Excerpt to read:
%%
Total patronage refund(Column B):
Column B is the per-unit refund from Column A multiplied by the 500 shares of preferred
stock which are to be purchased.
Percent cash refund(Column C):
Column C is the assumed annual percentage of cash patronage refunded. The remaining amount
is retained by the cooperative and returned 10 years later.
Cash patronage refund(Column D):
Column D lists the annual patronage refund that was paid in cash. It is calculated by
multiplying Column B and Column C together.
Estimated tax(Column E):
Column E is the estimated annual tax liability. This is calculated by multiplying Column B
by the 30% marginal income tax rate. We must use the total patronage (column B) to
calculate the estimated tax because most cooperatives use qualified refunds, allowing for
taxable income to be passed through to the member/patrons. Therefore, the total amount
must be claimed as taxable income, even though only a percentage is received in cash. Note
that the estimated tax is greater than the cash patronage refund in year three.
Redeemed retained refunds(Column F):
Column F lists the annual retained refund. The amount of annual retained refund is
calculated by subtracting the cash refund (column D) from the total refund (column B).
%%
Required task 1:
In the entries, rename "plastic bag" to "shopping bag" at every occurrence, leaving all else unchanged.
Required task 2:
Carry on the explanation of patronage refund columns, starting after its last sentence.
The entries are unrelated to the explanation of patronage refund columns.

Data provided:
%%
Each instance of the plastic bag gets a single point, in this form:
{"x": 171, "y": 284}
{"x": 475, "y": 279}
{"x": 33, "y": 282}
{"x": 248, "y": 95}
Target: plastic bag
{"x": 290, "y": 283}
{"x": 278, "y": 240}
%%
Result 1:
Each instance of the shopping bag gets a single point, in this form:
{"x": 171, "y": 284}
{"x": 475, "y": 279}
{"x": 33, "y": 282}
{"x": 248, "y": 95}
Target: shopping bag
{"x": 290, "y": 283}
{"x": 278, "y": 240}

Result 2:
In this example, the retained refunds are redeemed on a 10 year revolving basis. This
means that the retained refunds earned in year three will be returned in year 13. This
example also assumes that all remaining retained refunds will be redeemed when the stock
is transferred, in this case when it is sold in year 20. This assumption was made to
reduce complexity, and is not commonly used by cooperatives.
Net cash flow(Column G):
Column G is the annual net cash flow. This column is calculated by subtracting the
estimated tax (column E) from the cash patronage (column D) and then adding the redeemed
patronage (column F).
Discount factor(Column H):
Column H lists the annual discount factor. Once again, this can either be calculated by
using the formula listed previously or obtained from a table of discount factors.
Present value(Column I):
Column I is the annual present value of the net cash flow. This is calculated by
multiplying the net cash flow (column G) by the discount factor (column H).
The stock sale(LAST ROW):
There are some special considerations encountered in calculating the present value of the
stock sale. The estimated tax is calculated by subtracting the initial investment
($10,200) from the sale amount ($32,500) and multiplying the difference (capital gains of
$22,300) by the marginal tax rate (32%). This assumes that the capital gain ($22,300) will
be taxed at the same rate as ordinary income (self employment taxes do not apply), but
that the additional income in that year will move you from the 15% to the 28% marginal
federal income tax rate. Also note that the remaining retained patronage, of $6,500, is
redeemed at the time of the sale.
Therefore, the net cash flow at the time of the stock sale ($31,864) is the sale amount
($32,500) less the estimated tax ($7,136) plus the remaining retained patronage ($6,500).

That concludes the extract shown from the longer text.